Источник: Журнал "Красная новь", 1922, No 1. Стр. 230 - 237.
Оригинал здесь: SovLit - СовЛит.
Революция - сильный реактив. А в особенности революция пролетарская. В процессе необычайного обострения классовой борьбы, которым характеризуется революция, "разлагаются" самые крепкие, устойчивые общественные и политические группы, партии и объединения. Всякая группа или партия, составленная из разнородных по классовому составу элементов, в огне классовой революционной борьбы неизбежно разлагается на свои составные части.
Взгляните на наши политические партии времен царизма. Что осталось от них? Они или истлели в огне революции, или разложились на ряд группировок. А какими прочными они казались еще совсем недавно!
Взгляните на меньшевиков. Все лучшие, действительно революционные или пролетарские элементы этой партии ушли от нее к коммунистам. Большинство ее - балласт партии - обратилось в рядовых обывателей. В том, что продолжает называться "партией", в осталась только кучка доктринеров оппортунизма и реформации, кучка, обреченная на бездействие и на воспоминание о том прошлом, когда и они были революционерами.
Партия эс-эров казалась необычайно устойчивой. Эс-эры умели так приспособляться, так затушевывать все острые вопросы, лишая их всякой свежести и остроты, что в рядах этой партии мирно уживались самые разнообразные элементы. Но и эта партия не выдержала огня революции. Уже в начале революции из нее выделились левые эс-эры. За ними, позднее, ушла группа Буревого, Вольского и других. Партийный балласт, как и у меньшевиков, ушел в ряды обывателей. А оставшееся небольшое ядро распадается на три течения, - правые, левые и центр.
Ту же картину распада наблюдаем мы и у кадетов, партия которых раскололась теперь на две группы, существующие совершенно самостоятельно одна от другой и ведущие друг с другом ожесточенную полемику.
Та же картина и в лагере толстовства. Это течение до сих пор питалось из двух источников. С одной стороны, это был протест поместного дворянства, которое не умело приспособиться к быстро развивающемуся капитализму и разорялось в новых условиях. Это дворянство мечтало о старых, патриархальных условиях жизни, когда не было еще сложных запутанных отношений общественной жизни. Оно скорбело о быстро умирающем натуральном хозяйстве, которое было основой власти феодального дворянства, и звало к отказу от культуры, к возвращению к доброму старому времени. Это была дворянская струя толстовского теченья.

◆ ◆ ◆ ◆ ◆ ◆ ◆

Задания.
[1] Назовите все партии, распад которых описан в отрывке о революции.
[2] Перепечатайте из отрывка о революции всё, от слов «Ту же картину» и до слов «струя толстовского теченья.».

Извлечённые данные.
◆ ◆ ◆ ◆ ◆ ◆ ◆

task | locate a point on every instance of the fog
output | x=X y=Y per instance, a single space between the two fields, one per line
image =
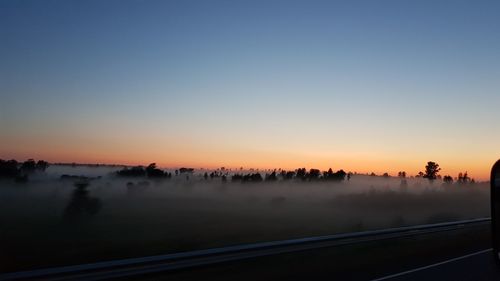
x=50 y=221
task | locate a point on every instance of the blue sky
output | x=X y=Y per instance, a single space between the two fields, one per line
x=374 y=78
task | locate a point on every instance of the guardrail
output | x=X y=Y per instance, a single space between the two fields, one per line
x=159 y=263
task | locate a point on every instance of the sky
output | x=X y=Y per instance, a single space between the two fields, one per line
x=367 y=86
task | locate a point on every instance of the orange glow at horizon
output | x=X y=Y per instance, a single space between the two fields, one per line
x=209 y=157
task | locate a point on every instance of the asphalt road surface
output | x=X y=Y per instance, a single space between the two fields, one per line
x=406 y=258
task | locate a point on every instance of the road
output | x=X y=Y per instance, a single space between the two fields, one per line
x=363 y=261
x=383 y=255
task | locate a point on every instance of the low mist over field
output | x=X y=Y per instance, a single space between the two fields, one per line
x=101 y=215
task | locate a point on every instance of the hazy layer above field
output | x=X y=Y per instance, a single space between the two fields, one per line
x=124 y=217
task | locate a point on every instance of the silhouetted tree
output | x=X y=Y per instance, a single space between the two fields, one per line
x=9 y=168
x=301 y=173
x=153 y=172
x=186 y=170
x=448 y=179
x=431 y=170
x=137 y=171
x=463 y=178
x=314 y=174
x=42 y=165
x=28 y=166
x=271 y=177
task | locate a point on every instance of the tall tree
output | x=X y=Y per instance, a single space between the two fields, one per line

◆ ◆ ◆ ◆ ◆ ◆ ◆

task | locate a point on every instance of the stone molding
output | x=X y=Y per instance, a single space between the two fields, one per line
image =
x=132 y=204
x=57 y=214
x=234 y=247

◆ ◆ ◆ ◆ ◆ ◆ ◆

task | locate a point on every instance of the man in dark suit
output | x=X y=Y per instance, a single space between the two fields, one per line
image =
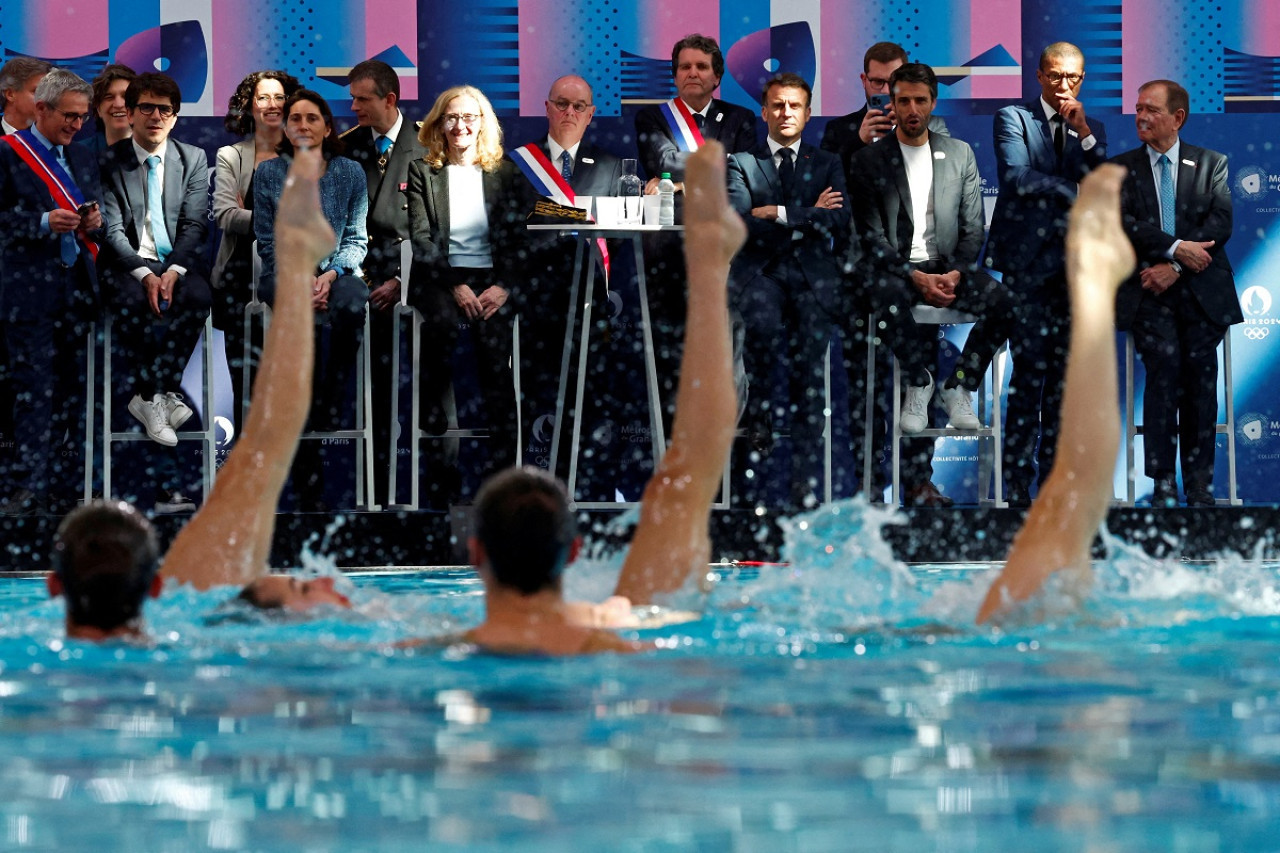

◆ ◆ ◆ ◆ ◆ ◆ ◆

Ответы к заданиям.
[1] Меньшевики, эс-эры, кадеты.

[2]
Ту же картину распада наблюдаем мы и у кадетов, партия которых раскололась теперь на две группы, существующие совершенно самостоятельно одна от другой и ведущие друг с другом ожесточенную полемику.
Та же картина и в лагере толстовства. Это течение до сих пор питалось из двух источников. С одной стороны, это был протест поместного дворянства, которое не умело приспособиться к быстро развивающемуся капитализму и разорялось в новых условиях. Это дворянство мечтало о старых, патриархальных условиях жизни, когда не было еще сложных запутанных отношений общественной жизни. Оно скорбело о быстро умирающем натуральном хозяйстве, которое было основой власти феодального дворянства, и звало к отказу от культуры, к возвращению к доброму старому времени. Это была дворянская струя толстовского теченья.